::: ENTRIES

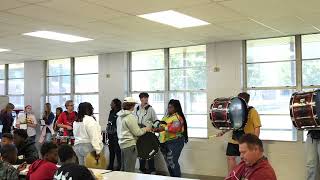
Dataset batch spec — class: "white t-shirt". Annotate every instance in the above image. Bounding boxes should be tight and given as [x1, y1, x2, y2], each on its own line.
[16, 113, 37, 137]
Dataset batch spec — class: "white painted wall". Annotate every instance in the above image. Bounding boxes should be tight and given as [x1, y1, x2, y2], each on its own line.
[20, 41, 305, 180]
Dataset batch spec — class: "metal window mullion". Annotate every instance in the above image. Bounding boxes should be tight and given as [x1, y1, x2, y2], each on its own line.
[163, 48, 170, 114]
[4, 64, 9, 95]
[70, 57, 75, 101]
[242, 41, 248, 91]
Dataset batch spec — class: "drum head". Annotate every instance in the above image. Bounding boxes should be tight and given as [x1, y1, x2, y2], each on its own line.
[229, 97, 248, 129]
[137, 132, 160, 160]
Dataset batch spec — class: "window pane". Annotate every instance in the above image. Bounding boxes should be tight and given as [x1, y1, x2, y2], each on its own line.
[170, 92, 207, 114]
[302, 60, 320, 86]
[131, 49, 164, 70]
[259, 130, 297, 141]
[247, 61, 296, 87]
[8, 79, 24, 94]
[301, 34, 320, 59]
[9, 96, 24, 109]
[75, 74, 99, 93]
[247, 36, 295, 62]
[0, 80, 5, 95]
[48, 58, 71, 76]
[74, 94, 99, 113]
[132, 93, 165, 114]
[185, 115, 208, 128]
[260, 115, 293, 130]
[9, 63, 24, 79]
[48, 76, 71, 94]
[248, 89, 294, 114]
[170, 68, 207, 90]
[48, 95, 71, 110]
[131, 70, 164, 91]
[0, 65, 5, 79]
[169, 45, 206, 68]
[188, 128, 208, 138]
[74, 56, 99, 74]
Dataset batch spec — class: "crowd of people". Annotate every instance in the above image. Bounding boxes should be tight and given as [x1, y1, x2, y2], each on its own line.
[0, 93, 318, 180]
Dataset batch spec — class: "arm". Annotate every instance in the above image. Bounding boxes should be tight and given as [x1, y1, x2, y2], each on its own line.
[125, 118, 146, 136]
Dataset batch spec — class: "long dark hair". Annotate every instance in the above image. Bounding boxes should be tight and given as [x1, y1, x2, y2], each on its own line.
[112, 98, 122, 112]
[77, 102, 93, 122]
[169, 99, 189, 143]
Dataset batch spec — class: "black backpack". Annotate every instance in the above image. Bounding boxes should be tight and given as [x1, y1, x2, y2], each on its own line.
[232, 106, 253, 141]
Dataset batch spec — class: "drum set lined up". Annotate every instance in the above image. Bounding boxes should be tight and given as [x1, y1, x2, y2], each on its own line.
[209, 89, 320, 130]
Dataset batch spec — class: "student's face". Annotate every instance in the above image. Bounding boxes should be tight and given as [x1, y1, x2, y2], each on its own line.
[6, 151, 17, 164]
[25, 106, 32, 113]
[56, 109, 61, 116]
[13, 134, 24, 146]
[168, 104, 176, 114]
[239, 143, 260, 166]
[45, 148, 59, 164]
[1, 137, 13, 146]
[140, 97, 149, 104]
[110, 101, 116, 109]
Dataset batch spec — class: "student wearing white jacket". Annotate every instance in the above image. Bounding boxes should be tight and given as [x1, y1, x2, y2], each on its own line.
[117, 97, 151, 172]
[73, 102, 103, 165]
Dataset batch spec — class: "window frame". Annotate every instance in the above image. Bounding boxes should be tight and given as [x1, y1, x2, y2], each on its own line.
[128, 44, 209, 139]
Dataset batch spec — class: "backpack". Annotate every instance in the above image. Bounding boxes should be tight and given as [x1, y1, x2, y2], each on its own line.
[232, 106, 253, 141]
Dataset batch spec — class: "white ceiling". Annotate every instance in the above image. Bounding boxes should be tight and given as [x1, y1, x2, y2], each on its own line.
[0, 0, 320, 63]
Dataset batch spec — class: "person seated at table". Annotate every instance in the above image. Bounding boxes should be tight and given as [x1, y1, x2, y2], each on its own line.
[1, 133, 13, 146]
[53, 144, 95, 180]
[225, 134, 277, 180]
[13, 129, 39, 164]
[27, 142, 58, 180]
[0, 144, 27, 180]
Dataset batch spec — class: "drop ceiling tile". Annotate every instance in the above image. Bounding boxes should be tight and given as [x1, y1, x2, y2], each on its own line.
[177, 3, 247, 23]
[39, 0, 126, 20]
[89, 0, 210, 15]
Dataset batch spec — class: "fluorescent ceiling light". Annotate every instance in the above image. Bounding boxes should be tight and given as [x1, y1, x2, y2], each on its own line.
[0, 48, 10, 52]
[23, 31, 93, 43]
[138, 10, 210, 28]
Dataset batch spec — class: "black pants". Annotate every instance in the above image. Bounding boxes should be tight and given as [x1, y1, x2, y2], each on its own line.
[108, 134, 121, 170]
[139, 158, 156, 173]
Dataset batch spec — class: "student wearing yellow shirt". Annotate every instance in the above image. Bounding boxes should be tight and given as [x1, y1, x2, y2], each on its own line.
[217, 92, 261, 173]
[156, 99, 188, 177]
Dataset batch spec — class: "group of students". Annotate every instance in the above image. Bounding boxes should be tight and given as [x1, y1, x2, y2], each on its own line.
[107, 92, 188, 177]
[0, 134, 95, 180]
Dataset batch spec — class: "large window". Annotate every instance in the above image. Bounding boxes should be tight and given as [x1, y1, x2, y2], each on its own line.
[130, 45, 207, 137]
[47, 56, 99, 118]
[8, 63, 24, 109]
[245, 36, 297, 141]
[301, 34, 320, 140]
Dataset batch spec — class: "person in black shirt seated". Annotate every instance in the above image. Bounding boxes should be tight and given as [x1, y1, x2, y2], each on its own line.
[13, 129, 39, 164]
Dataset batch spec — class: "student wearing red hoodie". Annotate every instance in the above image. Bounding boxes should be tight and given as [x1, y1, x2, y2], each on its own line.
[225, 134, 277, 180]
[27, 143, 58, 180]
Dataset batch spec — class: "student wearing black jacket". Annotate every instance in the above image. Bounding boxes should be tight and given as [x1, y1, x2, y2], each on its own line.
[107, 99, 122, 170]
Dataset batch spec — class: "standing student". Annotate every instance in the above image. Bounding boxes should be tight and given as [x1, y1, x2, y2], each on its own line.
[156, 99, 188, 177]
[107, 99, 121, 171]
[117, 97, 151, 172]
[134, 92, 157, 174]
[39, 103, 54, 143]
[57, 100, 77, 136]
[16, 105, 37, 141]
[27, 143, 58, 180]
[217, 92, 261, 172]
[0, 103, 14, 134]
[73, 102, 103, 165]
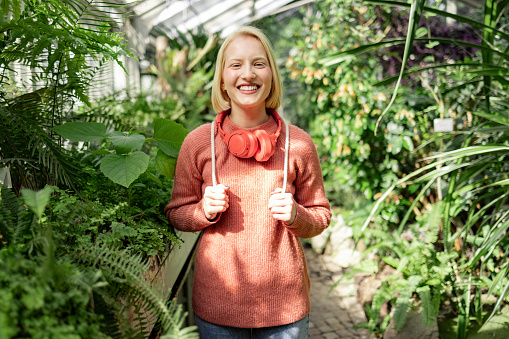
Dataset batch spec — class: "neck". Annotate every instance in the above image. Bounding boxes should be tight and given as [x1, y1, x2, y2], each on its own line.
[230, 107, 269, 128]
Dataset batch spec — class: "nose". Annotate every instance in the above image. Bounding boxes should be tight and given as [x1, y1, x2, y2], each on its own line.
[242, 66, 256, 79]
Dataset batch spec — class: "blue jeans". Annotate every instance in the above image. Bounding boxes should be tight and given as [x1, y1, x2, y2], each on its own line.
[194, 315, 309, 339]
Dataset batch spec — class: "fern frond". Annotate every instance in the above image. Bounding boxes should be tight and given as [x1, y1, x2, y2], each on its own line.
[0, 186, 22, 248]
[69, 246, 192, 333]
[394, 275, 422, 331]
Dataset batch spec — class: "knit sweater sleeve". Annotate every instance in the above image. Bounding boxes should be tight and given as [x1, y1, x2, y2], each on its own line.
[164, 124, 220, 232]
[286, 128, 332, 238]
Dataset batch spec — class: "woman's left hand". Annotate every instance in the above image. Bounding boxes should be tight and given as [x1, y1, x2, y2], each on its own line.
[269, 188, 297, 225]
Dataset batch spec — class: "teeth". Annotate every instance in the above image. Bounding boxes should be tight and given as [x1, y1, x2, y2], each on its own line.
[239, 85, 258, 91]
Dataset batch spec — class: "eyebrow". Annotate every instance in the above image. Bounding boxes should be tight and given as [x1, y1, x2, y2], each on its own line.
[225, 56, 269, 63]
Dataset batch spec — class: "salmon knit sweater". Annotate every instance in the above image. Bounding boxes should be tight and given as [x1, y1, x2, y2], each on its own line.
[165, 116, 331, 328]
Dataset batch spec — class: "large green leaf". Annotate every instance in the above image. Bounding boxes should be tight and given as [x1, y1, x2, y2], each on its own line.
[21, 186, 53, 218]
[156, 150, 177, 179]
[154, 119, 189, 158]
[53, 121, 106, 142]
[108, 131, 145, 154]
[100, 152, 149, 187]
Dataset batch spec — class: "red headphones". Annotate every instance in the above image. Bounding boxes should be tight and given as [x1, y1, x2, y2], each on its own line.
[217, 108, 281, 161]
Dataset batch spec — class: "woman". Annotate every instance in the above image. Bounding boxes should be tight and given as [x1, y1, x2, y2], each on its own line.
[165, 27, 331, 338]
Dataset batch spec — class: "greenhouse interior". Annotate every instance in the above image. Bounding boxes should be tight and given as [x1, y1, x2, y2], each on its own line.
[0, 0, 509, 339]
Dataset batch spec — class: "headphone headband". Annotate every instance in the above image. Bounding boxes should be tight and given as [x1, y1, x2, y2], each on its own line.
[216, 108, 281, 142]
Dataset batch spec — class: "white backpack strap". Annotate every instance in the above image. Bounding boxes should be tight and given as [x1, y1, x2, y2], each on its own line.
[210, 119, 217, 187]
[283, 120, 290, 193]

::::::
::: ENTRIES

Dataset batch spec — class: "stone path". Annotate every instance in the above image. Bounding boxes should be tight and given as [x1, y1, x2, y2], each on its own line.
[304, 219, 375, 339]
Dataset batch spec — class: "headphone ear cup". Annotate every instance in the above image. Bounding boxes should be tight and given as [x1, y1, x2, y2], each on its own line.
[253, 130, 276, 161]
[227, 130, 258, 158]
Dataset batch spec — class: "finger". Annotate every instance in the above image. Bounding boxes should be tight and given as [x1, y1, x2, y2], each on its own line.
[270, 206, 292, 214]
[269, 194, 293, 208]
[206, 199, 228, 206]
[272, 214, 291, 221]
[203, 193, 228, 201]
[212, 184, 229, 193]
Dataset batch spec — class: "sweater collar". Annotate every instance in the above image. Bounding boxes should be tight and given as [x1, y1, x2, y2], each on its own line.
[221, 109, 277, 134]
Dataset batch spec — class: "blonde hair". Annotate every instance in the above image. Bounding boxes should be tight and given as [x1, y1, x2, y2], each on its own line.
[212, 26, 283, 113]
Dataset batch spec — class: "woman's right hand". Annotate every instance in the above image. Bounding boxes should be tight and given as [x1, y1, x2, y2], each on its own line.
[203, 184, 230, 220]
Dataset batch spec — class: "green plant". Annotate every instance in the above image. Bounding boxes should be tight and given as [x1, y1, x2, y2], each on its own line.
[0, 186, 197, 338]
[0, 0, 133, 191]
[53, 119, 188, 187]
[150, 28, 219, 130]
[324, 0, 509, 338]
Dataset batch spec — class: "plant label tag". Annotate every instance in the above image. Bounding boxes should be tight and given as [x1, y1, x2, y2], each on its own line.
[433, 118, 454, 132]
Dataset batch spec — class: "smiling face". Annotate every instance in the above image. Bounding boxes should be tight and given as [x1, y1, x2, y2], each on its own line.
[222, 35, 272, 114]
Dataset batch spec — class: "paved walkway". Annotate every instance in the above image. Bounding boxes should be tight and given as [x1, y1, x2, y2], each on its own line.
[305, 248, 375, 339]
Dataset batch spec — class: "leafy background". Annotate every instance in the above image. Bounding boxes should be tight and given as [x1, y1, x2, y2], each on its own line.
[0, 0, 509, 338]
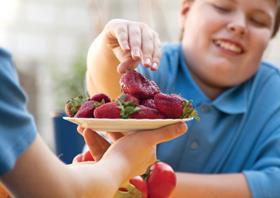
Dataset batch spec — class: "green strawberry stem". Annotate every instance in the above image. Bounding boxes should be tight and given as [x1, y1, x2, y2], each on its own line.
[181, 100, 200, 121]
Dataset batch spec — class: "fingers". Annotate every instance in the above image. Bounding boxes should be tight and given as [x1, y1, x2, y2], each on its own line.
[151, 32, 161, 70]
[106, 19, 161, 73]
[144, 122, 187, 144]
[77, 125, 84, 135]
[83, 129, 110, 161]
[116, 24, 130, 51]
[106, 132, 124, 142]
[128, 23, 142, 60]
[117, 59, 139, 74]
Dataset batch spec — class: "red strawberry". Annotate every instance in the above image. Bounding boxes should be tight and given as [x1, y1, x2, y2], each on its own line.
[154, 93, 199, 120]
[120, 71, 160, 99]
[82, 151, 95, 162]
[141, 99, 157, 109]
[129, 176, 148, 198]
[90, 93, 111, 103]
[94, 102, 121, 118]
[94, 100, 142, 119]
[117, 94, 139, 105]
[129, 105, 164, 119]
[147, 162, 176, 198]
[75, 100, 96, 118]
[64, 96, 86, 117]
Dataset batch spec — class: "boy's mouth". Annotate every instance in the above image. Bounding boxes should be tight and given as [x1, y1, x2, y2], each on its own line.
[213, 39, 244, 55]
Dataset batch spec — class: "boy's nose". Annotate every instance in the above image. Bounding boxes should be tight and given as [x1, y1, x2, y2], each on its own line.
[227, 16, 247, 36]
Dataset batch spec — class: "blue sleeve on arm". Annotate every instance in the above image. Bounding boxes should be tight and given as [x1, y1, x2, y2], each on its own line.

::::::
::: ENTRIES

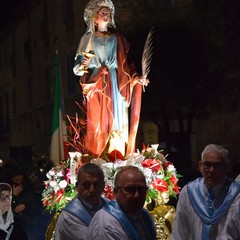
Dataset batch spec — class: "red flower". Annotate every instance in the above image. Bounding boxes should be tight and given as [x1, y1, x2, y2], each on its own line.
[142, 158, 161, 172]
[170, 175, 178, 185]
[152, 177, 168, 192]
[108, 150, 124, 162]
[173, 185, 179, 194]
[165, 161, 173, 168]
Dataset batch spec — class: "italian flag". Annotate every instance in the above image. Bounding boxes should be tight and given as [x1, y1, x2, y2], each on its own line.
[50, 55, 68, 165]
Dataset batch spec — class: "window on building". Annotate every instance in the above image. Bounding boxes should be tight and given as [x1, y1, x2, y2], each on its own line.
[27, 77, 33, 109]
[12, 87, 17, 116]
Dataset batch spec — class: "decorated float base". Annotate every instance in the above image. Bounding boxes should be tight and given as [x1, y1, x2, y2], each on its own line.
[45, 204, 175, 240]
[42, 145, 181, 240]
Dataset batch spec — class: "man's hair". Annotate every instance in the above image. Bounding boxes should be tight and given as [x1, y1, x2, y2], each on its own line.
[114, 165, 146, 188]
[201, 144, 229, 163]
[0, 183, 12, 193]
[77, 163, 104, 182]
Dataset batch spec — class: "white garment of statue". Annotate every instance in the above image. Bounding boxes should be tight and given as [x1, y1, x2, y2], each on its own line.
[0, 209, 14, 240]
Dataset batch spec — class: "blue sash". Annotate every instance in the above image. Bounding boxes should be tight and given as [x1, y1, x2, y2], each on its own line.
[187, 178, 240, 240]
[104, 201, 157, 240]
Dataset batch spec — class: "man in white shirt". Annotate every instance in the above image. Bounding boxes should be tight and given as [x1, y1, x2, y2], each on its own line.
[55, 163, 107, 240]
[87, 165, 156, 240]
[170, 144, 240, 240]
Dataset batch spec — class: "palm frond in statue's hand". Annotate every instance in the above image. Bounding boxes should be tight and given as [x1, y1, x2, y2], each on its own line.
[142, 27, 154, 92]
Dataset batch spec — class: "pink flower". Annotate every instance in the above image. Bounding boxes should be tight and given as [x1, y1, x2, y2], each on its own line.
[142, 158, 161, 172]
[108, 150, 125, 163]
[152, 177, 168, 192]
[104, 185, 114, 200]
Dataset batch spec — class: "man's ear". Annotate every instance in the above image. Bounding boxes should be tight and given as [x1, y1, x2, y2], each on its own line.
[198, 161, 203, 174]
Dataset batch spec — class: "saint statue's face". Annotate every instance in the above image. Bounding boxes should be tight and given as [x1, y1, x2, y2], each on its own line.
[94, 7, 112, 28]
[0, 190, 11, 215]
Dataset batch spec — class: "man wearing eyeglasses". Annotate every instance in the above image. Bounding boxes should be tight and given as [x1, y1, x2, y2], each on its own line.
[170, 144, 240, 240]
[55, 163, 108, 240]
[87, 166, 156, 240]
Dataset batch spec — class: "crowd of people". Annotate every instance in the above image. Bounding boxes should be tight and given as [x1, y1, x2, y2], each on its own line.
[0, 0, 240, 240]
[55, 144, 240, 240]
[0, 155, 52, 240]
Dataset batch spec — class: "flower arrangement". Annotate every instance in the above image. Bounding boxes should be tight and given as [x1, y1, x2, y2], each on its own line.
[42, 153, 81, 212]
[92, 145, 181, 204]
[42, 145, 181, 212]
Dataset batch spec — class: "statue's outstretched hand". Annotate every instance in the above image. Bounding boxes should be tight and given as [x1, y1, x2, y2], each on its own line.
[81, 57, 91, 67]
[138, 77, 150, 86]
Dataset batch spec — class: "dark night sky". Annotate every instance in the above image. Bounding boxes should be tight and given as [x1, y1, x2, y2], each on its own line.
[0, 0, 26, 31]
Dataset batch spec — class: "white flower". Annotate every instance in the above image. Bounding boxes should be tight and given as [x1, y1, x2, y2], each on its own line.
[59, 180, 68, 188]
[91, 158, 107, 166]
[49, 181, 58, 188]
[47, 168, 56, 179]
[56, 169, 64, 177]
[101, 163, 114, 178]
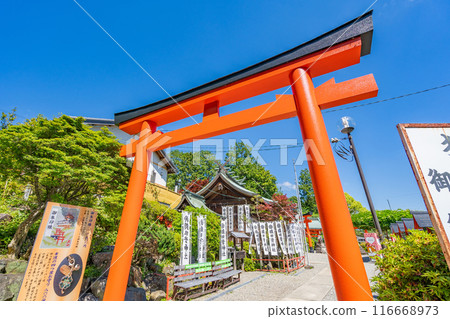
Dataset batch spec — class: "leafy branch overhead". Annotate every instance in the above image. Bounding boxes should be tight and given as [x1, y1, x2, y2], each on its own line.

::::::

Which lines in the material above contain the string "blue"? Gather each of those lines in full, and treat uppercase and lowercase letters as different.

**WRITTEN ANSWER:**
Dataset batch spec — class: "blue jeans". Annotate every instance in the above image. Bounding boxes should be tight and given as [x1, y1, x2, y2], each on its own line.
Dataset batch spec — class: "blue sleeve on arm". Annotate every instance in the above image. Bounding boxes should be tight and given as [x1, y1, x2, y2], each on its own line.
Dataset batch spec — class: "blue sash". Annotate every instance in the above image. Bounding boxes should be tight and given as [x1, y1, x2, y2], each on its own line.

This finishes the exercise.